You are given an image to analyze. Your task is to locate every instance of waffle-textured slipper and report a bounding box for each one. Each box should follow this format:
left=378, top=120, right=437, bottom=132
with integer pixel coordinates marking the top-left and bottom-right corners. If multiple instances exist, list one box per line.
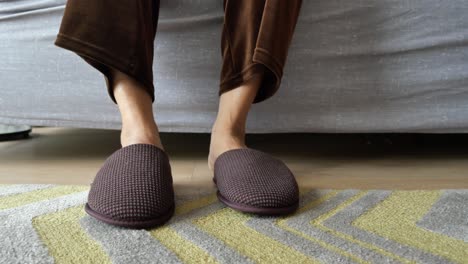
left=85, top=144, right=175, bottom=228
left=213, top=148, right=299, bottom=215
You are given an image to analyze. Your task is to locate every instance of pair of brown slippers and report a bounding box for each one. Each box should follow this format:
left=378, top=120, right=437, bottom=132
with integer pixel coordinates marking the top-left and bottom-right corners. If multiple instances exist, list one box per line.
left=85, top=144, right=299, bottom=228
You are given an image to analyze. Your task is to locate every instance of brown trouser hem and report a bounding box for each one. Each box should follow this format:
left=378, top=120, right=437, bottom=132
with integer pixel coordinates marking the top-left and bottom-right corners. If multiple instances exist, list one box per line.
left=218, top=48, right=283, bottom=104
left=54, top=0, right=302, bottom=104
left=54, top=33, right=155, bottom=104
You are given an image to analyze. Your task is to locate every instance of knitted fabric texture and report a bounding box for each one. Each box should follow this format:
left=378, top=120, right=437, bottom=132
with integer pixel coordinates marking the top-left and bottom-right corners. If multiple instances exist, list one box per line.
left=88, top=144, right=174, bottom=221
left=214, top=148, right=299, bottom=208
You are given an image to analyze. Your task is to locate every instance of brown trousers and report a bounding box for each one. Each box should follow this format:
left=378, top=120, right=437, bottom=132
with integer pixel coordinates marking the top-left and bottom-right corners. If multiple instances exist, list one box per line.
left=55, top=0, right=302, bottom=104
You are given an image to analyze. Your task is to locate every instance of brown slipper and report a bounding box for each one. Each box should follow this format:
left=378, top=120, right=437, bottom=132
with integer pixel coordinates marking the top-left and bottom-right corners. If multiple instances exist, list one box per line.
left=85, top=144, right=174, bottom=228
left=213, top=148, right=299, bottom=215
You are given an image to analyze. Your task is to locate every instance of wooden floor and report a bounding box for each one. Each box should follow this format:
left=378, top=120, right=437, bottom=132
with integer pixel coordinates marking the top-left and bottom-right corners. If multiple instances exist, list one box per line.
left=0, top=127, right=468, bottom=193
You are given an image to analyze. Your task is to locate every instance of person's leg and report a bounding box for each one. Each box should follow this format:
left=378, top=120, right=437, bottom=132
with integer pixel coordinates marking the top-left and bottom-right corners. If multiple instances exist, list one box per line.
left=55, top=0, right=175, bottom=228
left=208, top=0, right=302, bottom=169
left=55, top=0, right=162, bottom=148
left=112, top=71, right=164, bottom=149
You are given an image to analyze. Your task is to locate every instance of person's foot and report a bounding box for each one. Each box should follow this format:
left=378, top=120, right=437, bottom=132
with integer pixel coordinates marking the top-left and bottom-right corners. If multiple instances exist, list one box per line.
left=208, top=124, right=247, bottom=170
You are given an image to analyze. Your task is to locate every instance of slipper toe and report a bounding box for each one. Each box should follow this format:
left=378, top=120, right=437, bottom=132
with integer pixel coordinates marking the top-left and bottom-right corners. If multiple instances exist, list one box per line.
left=214, top=148, right=299, bottom=215
left=85, top=144, right=174, bottom=228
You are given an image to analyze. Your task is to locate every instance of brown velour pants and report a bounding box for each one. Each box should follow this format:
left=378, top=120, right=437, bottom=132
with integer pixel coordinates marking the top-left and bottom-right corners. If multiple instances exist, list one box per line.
left=55, top=0, right=302, bottom=104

· · · ·

Update the rows from the start through the line with "left=54, top=33, right=155, bottom=104", replacing "waffle-textured" with "quilted" and leaving everything else as it is. Leave the pictures out of your answer.

You are given an image to analyze. Your task is to locate every instance of quilted slipper and report a bounding box for each one. Each box should follow this format:
left=378, top=120, right=437, bottom=132
with integer pixel coordinates marking the top-left and bottom-right corners. If multiple instances exist, list one box per line.
left=85, top=144, right=175, bottom=228
left=213, top=148, right=299, bottom=215
You are given an image to analyze. Your task is to locate every instance of pair of brown slippers and report a bounding box for each one. Each box should follow this format:
left=378, top=120, right=437, bottom=132
with integer pixel coordinates marking the top-left and bottom-right corners. If multiple instances exist, list one box per line.
left=85, top=144, right=299, bottom=228
You are given an image to analyze. Your task is to locate every instance of brown trouser hem and report a bounding box for each one. Each box should follow this format:
left=378, top=120, right=437, bottom=132
with integer pixel coordinates marking the top-left and bottom-right corners. If multiple instances exist, list one box per line.
left=218, top=48, right=283, bottom=104
left=54, top=0, right=302, bottom=104
left=54, top=33, right=155, bottom=104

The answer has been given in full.